Transcribe every entry word for word. Skip the pictures.

-=-=-=-=-

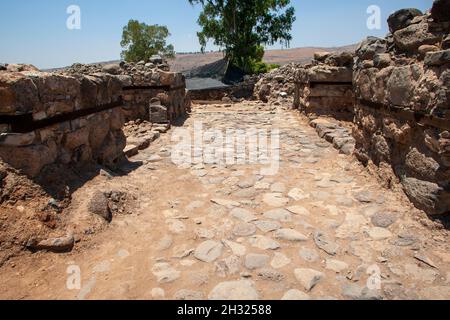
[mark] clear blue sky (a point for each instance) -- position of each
(34, 31)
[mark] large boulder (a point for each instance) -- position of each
(427, 196)
(441, 10)
(437, 58)
(400, 87)
(412, 37)
(402, 18)
(113, 68)
(371, 46)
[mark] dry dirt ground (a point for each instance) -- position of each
(321, 228)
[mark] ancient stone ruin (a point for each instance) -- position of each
(394, 95)
(402, 117)
(76, 115)
(325, 87)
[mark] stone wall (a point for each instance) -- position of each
(142, 83)
(325, 86)
(402, 88)
(277, 85)
(76, 115)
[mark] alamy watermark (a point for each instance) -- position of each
(230, 146)
(374, 19)
(73, 22)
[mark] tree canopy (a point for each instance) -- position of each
(242, 27)
(141, 41)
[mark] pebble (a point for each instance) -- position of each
(244, 230)
(263, 243)
(324, 243)
(309, 255)
(270, 275)
(296, 295)
(280, 261)
(267, 226)
(234, 290)
(188, 295)
(281, 215)
(299, 210)
(236, 248)
(165, 273)
(158, 293)
(308, 278)
(377, 233)
(278, 187)
(298, 194)
(336, 265)
(290, 235)
(243, 215)
(208, 251)
(383, 219)
(275, 200)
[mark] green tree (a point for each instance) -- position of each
(243, 27)
(141, 41)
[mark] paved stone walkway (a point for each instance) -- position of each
(321, 228)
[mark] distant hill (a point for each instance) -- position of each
(188, 62)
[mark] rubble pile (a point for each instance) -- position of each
(76, 115)
(325, 87)
(278, 85)
(402, 115)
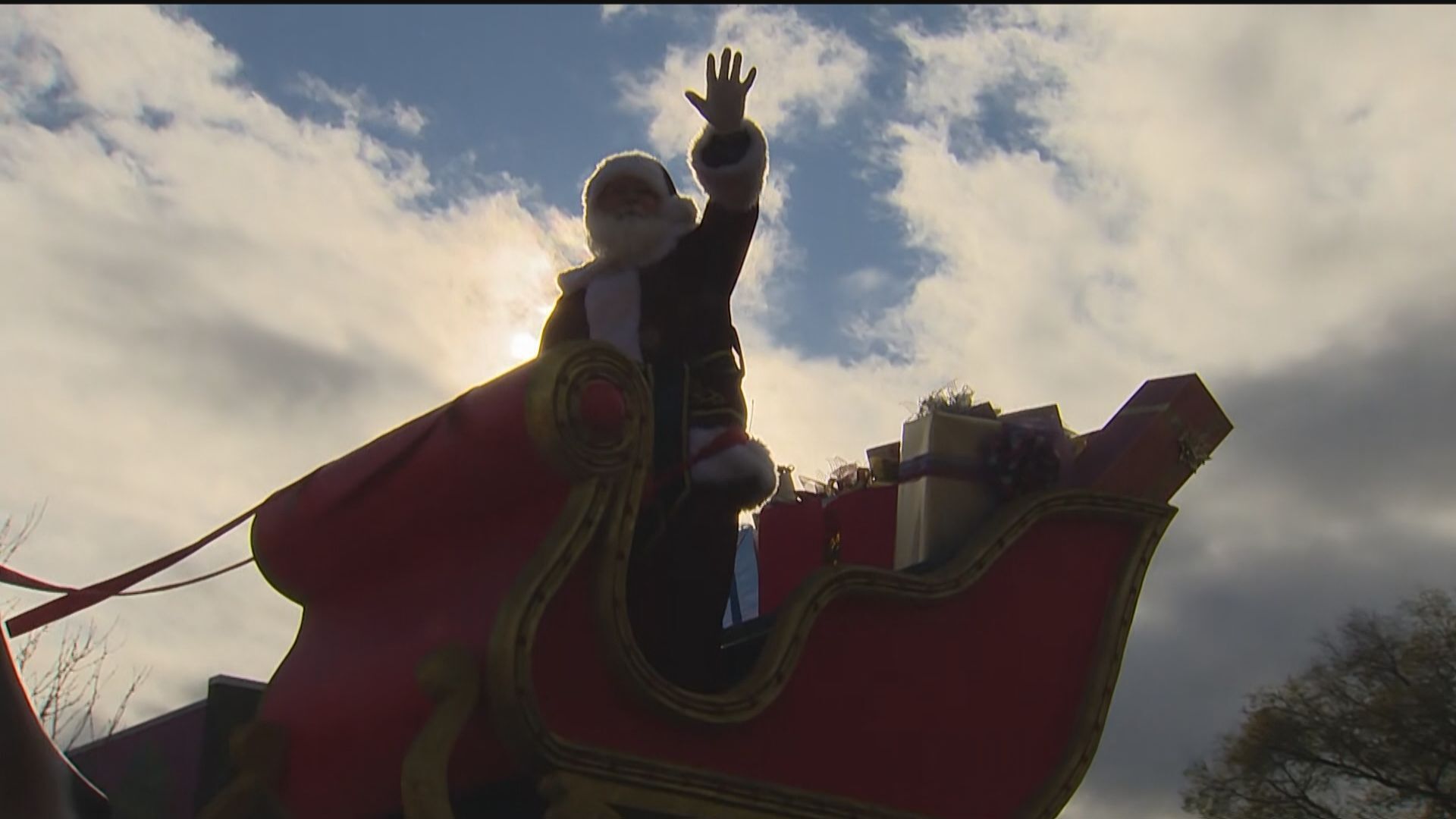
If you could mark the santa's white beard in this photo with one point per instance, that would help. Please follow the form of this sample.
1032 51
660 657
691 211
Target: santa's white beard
639 240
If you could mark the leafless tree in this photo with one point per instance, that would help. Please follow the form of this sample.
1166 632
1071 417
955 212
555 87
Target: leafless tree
67 691
1367 730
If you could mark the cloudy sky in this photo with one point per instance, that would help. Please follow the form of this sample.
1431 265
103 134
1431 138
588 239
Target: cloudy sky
237 242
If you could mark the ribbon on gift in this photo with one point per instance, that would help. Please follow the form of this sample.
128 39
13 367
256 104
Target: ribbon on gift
1017 461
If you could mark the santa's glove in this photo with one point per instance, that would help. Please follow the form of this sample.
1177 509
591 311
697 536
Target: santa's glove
726 93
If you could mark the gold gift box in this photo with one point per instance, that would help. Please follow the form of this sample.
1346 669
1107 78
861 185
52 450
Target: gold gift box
943 490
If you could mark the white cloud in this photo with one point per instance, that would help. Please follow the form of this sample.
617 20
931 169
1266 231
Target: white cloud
204 297
613 11
804 72
1216 190
360 107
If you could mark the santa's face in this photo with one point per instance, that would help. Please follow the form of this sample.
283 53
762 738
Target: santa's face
631 223
629 197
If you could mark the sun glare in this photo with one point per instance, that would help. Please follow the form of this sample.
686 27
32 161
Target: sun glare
523 346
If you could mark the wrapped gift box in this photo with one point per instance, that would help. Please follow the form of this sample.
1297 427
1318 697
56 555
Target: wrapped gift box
944 491
1155 442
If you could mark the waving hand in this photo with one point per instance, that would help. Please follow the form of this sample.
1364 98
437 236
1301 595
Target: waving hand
726 99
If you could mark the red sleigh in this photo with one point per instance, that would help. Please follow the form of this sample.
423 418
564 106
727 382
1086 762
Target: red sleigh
465 630
465 648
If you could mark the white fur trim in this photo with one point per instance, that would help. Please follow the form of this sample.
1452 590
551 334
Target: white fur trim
615 311
736 186
742 464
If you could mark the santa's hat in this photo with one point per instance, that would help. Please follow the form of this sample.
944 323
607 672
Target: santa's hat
631 165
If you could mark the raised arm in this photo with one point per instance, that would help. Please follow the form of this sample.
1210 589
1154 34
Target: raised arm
730 158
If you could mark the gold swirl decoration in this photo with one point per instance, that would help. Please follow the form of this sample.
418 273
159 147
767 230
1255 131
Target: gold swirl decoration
452 679
561 379
599 516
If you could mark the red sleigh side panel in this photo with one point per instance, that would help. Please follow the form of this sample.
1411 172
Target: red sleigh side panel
976 689
406 548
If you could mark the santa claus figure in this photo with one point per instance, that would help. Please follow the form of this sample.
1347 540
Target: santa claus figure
658 289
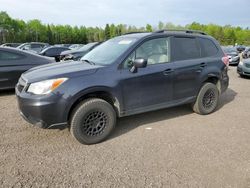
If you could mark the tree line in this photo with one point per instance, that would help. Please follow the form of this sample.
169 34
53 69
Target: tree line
16 30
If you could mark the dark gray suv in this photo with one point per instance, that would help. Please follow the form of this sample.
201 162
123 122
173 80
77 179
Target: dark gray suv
126 75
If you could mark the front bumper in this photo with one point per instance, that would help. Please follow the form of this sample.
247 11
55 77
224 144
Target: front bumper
42 111
234 60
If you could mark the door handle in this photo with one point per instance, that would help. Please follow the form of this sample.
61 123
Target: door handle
168 71
203 65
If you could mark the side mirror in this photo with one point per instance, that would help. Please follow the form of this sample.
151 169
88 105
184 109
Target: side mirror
138 63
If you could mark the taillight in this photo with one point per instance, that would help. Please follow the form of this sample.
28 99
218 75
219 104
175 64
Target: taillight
225 60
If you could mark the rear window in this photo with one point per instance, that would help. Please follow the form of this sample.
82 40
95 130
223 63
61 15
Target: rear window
208 46
185 48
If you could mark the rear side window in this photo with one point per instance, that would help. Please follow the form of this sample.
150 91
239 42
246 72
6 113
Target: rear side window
51 51
184 48
9 56
36 45
208 46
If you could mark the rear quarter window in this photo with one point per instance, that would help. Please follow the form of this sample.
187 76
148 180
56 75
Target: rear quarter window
4 55
208 47
184 48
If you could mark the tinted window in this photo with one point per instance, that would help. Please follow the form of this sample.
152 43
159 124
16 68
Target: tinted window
9 56
154 51
185 48
109 51
51 51
36 45
209 47
59 50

-=-=-=-=-

> _Problem solution_:
[mark] clear blue sky (a point for each instance) -- position of each
(34, 31)
[mark] large boulder (a point for each instance) -- position of each
(427, 196)
(441, 10)
(437, 58)
(400, 87)
(412, 37)
(402, 18)
(113, 68)
(371, 46)
[mark] dry dirt ground (a point for each instance) -- position of each
(321, 228)
[mark] ancient stone ruin (a point for each instance) -- position of each
(394, 95)
(402, 117)
(76, 115)
(325, 87)
[mark] stone wall (a point for each instance) -- position of each
(142, 83)
(325, 86)
(402, 88)
(277, 85)
(76, 115)
[mark] alamy watermark (a point for each instance) -- position of each
(230, 146)
(374, 19)
(73, 22)
[mark] tree canopy (a point for each instance) -- position of each
(242, 27)
(141, 41)
[mark] pebble (a point for each instance) -- position of each
(244, 230)
(263, 243)
(324, 243)
(309, 255)
(270, 275)
(296, 295)
(280, 261)
(267, 226)
(234, 290)
(188, 295)
(281, 215)
(299, 210)
(236, 248)
(165, 273)
(158, 293)
(308, 278)
(377, 233)
(278, 187)
(298, 194)
(336, 265)
(290, 235)
(243, 215)
(208, 251)
(383, 219)
(275, 200)
[mark] green tree (a point for each instance) -- position of each
(243, 27)
(141, 41)
[mark] paved stone walkway (a point for each instance) -- position of each
(321, 228)
[mark] distant hill (a point for each instance) -- position of each
(188, 62)
[mark] rubble pile (a point for each instance) -- position of each
(76, 115)
(325, 87)
(278, 85)
(402, 115)
If you could mark the santa's white beard in this photo with one point per instance, that would help. Please follow the form of this sample.
1032 51
660 657
691 211
Target: santa's white beard
639 240
If you could mark the leafless tree in this photo with one point per instance, that would help. Please follow the form of this sample.
1166 632
1071 417
955 212
555 87
Target: leafless tree
67 691
1367 730
If you could mark the cloudy sky in this photo with one point per instance, that would help. Please follow the form of this sample.
1431 265
103 134
1431 138
588 239
Target: cloudy sky
237 242
If you could mark the ribbon on gift in this photo with one point per instance, that would help. Please follow the form of this sample.
128 39
13 367
256 104
Target: ribbon on gift
1017 461
If you could mark the santa's glove in this photo with one point per instance, that would help. Please follow the form of this sample.
1177 509
591 311
697 536
Target: santa's glove
726 93
If you could mark the gold gift box in this photo with one point per instance, that would help. Please follow the form of this sample.
1346 669
1107 78
861 185
52 450
Target: gold gift box
943 490
If you could mark the white cloud in this photo with one point per instance, that would help. Please follow the form of this sample.
617 20
931 169
1266 231
Target: white cloud
204 297
613 11
804 72
1216 190
360 107
If you could mark the santa's face in this photo with one point per instance, that would help. Please follow the form of this sample.
283 53
762 738
Target: santa's face
631 223
629 197
If you could mark the sun glare in this photo with one point per instance, that would help. Please follow the form of this sample.
686 27
32 161
Target: sun glare
523 346
If you could mark the wrapped gift box in this photo with one point per instance, that would help. Please follow the form of this sample.
1297 427
1318 697
56 555
Target: wrapped gift box
944 491
1155 442
If you could mark the waving hand in this photo with one point per instance, that would help. Please follow the form of this sample.
1364 98
437 236
1301 595
Target: waving hand
726 99
If you could mark the red sleigh in this photo with one point per instance, that would help. Please follow the form of this sample.
423 418
564 106
727 382
1086 762
Target: red sleigh
465 630
465 648
If you could mark the white fur trim in this photo with one point per instance, that would help. Please follow the form of this sample.
1452 590
551 334
Target: white fur trim
615 311
736 186
742 464
If you could mark the santa's hat in this photo with one point per instance, that would help. Please follow the form of this sample.
944 323
607 672
Target: santa's hat
631 165
If you could mark the raised arm in this photo with one point per instance, that would help. Please follow the form of this sample.
1210 589
1154 34
Target: raised arm
730 158
If you could mark the gold swirl decoration in this photo with one point per instance, that would help. Please follow the form of this sample.
418 273
159 147
767 230
1255 131
Target: gold swirl decoration
452 679
561 379
599 516
If you could mark the red sleigh side panel in this photo with one point per instance, that would help. Please follow the form of this sample.
1411 172
Target: red sleigh side panel
976 689
406 548
If you could mark the santa claus figure in this photo with one point per instance, that would help. Please follow the form of this sample.
1347 540
Target: santa claus figure
658 289
If you could mark the tree line in this photo with one point per instance, that would help. Please follow the form of this sample.
169 34
53 69
Target: tree line
16 30
If you could mark the dark gray suv in this photo with one point per instance, that would help. Please follow the form of this sample.
201 162
123 122
173 80
77 179
Target: dark gray suv
126 75
If you could mark the front bumper in this photo with one point per instance, that would help. Please follow the form of this sample.
247 11
55 77
224 144
Target: front bumper
42 111
234 60
If you could mark the door handle in this photo with one point per instance, that would help. Please follow the form of this sample.
61 123
Target: door handle
168 71
203 65
If you could mark the side mirror in this photo with one point per instance, that would help. Please follow the form of this sample.
151 169
88 105
184 109
Target: side mirror
138 63
If you could mark the taillight in this photo with one point per instance, that would help. Please follow the form of this sample.
28 99
218 75
219 104
175 64
Target: taillight
225 60
If you could mark the rear window in this photo with one point per instance, that would help. Please follow the form of this sample.
82 40
95 130
223 63
61 15
Target: rear window
208 46
185 48
If you could mark the rear side window in this photo with one point per instance, that would help. Please follow the form of this sample.
150 91
239 42
246 72
6 113
Target: rear side window
51 51
184 48
9 56
36 45
208 46
If you could mark the rear quarter window in this photo with one point per instance, that would help. Please follow the form of this sample.
187 76
148 180
56 75
Target: rear quarter window
4 55
208 47
184 48
If you could mark the tinted window in this photo with one point per instance, that would help. Please follow the form of this sample.
152 43
159 124
16 68
Target: tinted window
9 56
154 51
185 48
109 51
51 51
36 45
209 47
59 50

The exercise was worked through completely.